** EXERCISE MATERIALS **
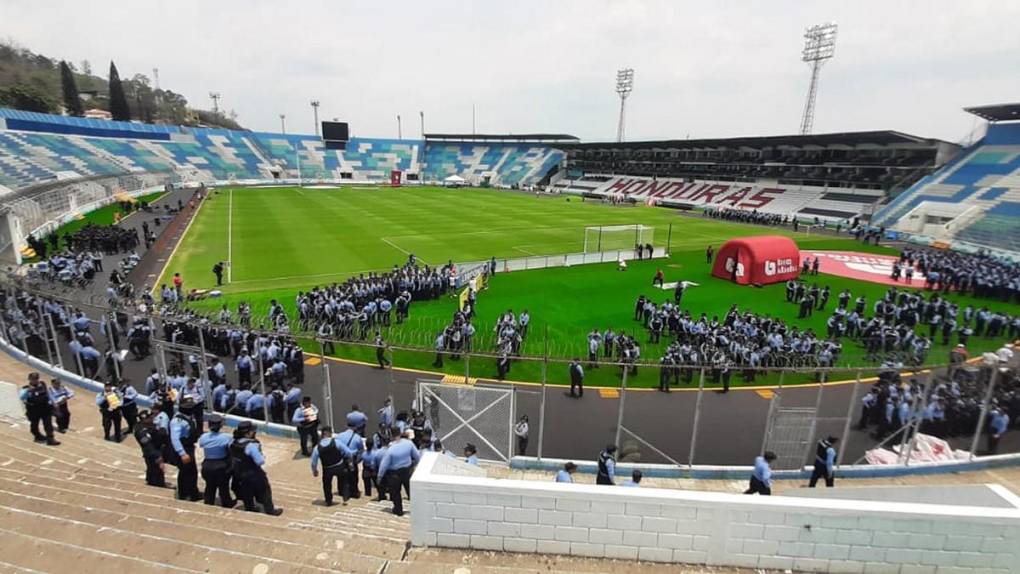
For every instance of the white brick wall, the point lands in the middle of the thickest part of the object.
(457, 508)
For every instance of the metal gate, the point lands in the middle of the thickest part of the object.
(461, 414)
(788, 435)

** TASK TO CARRY OUT **
Copy out every entry above, character for character, excluding pictures.

** OUTPUT FOR THIS TASK **
For every instance of the white brick wall, the point lands in the middle of the thickest part of the object.
(457, 508)
For every instance of the metal gate, the point lands in the middle of the thickest part of the object.
(461, 414)
(788, 435)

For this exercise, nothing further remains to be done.